Non ci allarmi con tanta perfezione. Non ha mai fatto errori?
«Non me ne sono fatti mancare. Per esempio ho insistito a insegnare come precaria facendo la spola tra l’università di Roma e quella di Calabria, senza capire che i concorsi hanno sempre un candidato designato. Però tutti quegli anni faticosi mi sono serviti a essere innovativa nel mio lavoro di avvocato, dove lo studio dà spessore all’argomentazione e alla combattività».
Nel suo curriculum c’è anche qualche abbaglio politico. Come l’infelice partecipazione alle elezioni del 2013 con Rivoluzione civile di Antonio Ingroia.

> [Dati forniti]

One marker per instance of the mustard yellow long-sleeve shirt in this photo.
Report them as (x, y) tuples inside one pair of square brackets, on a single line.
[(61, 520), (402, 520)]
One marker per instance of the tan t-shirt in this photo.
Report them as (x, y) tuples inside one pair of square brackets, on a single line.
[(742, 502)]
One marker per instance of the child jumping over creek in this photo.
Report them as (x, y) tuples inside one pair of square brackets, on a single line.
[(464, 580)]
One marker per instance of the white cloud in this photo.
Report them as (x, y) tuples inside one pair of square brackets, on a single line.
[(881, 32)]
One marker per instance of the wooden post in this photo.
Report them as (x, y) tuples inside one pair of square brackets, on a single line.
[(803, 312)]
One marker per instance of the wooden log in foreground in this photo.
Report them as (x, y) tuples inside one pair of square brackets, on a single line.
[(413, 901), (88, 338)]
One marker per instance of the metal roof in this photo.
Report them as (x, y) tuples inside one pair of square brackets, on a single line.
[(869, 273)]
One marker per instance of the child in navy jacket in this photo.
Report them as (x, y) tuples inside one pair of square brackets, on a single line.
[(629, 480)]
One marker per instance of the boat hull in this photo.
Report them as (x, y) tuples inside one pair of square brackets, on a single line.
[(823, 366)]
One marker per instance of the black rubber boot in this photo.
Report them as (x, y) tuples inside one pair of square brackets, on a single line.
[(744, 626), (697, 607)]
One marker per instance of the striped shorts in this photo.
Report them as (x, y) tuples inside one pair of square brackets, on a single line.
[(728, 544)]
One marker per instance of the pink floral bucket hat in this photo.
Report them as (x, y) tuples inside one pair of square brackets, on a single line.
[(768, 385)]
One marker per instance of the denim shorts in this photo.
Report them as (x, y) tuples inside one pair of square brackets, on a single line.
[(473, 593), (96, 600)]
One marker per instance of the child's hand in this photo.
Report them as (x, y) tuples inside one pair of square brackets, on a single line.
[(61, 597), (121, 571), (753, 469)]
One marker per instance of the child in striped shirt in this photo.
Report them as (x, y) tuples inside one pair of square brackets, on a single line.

> [Consegne scritte]
• 1. Puoi modificare il passo dell'intervista compreso tra "Nel suo curriculum" e "di Antonio Ingroia.", estremi inclusi, riportandolo con "passo falso" al posto di "abbaglio"?
• 2. Puoi proseguire l'intervista dal punto in cui si interrompe?

> [Risposte per consegna]
• 1.
Nel suo curriculum c’è anche qualche passo falso politico. Come l’infelice partecipazione alle elezioni del 2013 con Rivoluzione civile di Antonio Ingroia.

• 2.
«Sì, un vero fallimento. Me ne ero andata da poco dal partito socialista perché mi ero accorta che ormai mancava di democrazia interna e mi sono ritrovata in una situazione anche peggiore. Io, calabrese, sono stata candidata in Sicilia e Lombardia, senza nessun rispetto per le scelte che venivano dai territori. E pensare che quell’esperienza di partecipazione era nata dal basso, e non tutti sanno che Ingroia è stato invitato a capitanarla dopo che altri avevano rifiutato».
Adesso che è arrivata sulla scena pubblica, si è chiesta se lo deve un po’ anche alla sua bellezza?
«Ma io non mi ritengo bella! Ho avuto la fortuna di essere stata a lungo una ragazzina alta, magra, quasi un maschio, e quindi non ho potuto pensarmi bella nell’età in cui si radicano queste convinzioni. Se oggi mi guardo allo specchio, al massimo mi trovo carina. E poi penso che l’aspetto possa aiutare, ma diventa un’arma a doppio taglio se, tolta la confezione, si scopre che il pacco è vuoto».
Questo suo aspetto l’ha almeno aiutata nella vita privata, negli incontri, negli amori?
«Non saprei. Ho avuto qualche rapporto, un matrimonio finito con un annullamento e un grande amore. Cose che capitano anche alle bruttine. Ma è soltanto il grande amore che vale la pena di tenere a mente».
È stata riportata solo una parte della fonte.